Start of Task input

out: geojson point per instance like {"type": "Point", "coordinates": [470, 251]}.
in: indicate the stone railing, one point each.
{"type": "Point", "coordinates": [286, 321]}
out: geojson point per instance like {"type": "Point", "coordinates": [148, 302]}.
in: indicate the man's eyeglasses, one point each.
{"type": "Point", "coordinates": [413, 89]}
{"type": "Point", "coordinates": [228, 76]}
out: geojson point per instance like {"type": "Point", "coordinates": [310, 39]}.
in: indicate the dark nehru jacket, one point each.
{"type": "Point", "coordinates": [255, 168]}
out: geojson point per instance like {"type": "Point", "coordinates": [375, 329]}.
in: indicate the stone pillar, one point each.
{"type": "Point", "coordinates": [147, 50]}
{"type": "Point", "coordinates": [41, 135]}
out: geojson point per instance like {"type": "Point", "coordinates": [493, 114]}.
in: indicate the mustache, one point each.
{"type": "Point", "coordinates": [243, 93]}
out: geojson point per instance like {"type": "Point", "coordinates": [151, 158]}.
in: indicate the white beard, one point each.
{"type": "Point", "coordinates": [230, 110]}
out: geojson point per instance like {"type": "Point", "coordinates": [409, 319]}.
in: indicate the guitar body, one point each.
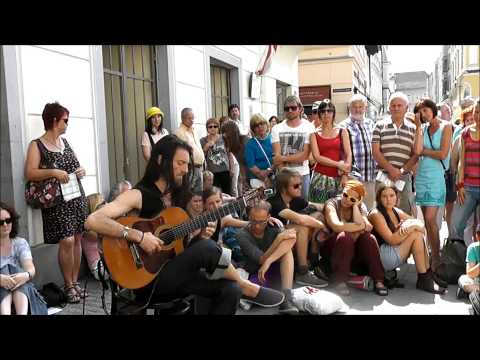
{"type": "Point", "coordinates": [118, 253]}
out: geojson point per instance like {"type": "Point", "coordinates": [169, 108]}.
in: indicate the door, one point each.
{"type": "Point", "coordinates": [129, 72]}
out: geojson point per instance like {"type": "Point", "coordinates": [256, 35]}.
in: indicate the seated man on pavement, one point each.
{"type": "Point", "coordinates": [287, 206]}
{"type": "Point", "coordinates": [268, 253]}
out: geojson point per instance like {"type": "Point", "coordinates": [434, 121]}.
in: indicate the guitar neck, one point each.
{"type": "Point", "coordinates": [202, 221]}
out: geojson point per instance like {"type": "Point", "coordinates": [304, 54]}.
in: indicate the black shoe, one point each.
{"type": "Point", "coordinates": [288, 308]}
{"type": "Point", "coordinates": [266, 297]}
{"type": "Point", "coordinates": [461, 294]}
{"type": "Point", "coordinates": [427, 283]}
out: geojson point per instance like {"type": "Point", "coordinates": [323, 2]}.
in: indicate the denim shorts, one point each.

End of Task input

Instructions for the task: Verbatim repetition of the entries is required, excluding any pictures.

Task solution:
out: geojson point per instance like {"type": "Point", "coordinates": [470, 251]}.
in: indicate the stone railing, one point each.
{"type": "Point", "coordinates": [286, 321]}
out: geojson point per instance like {"type": "Point", "coordinates": [148, 302]}.
in: indicate the man's eyeglasses, one point each.
{"type": "Point", "coordinates": [413, 89]}
{"type": "Point", "coordinates": [228, 76]}
out: geojson point per instance like {"type": "Point", "coordinates": [310, 39]}.
in: indicate the dark nehru jacket, one point each.
{"type": "Point", "coordinates": [255, 168]}
out: geojson point per instance like {"type": "Point", "coordinates": [375, 329]}.
in: indicate the stone pillar, one point each.
{"type": "Point", "coordinates": [147, 50]}
{"type": "Point", "coordinates": [41, 135]}
out: geojson point per instance like {"type": "Point", "coordinates": [493, 114]}.
in: indicate the mustache, one point each.
{"type": "Point", "coordinates": [243, 93]}
out: geojson point per instance like {"type": "Point", "coordinates": [151, 158]}.
in: indicate the white beard, one point each.
{"type": "Point", "coordinates": [230, 110]}
out: geojson point per instance like {"type": "Point", "coordinates": [409, 319]}.
in: indicate the guitar body, one point each.
{"type": "Point", "coordinates": [118, 253]}
out: geojson point per instance like {"type": "Point", "coordinates": [169, 108]}.
in: indicate the door, one point each.
{"type": "Point", "coordinates": [129, 72]}
out: geojson point per instance like {"type": "Point", "coordinates": [256, 35]}.
in: indicate the seated man on pavement, one point each.
{"type": "Point", "coordinates": [287, 206]}
{"type": "Point", "coordinates": [268, 253]}
out: geojson point per instance like {"type": "Point", "coordinates": [434, 121]}.
in: indicate the guitar neck, one point each.
{"type": "Point", "coordinates": [202, 221]}
out: geojson point per instance like {"type": "Point", "coordinates": [304, 54]}.
in: indicate the black shoe, one point each.
{"type": "Point", "coordinates": [288, 308]}
{"type": "Point", "coordinates": [266, 297]}
{"type": "Point", "coordinates": [461, 294]}
{"type": "Point", "coordinates": [427, 283]}
out: geojson point per instance like {"type": "Point", "coordinates": [323, 2]}.
in: indicate the denim shorts, one point each.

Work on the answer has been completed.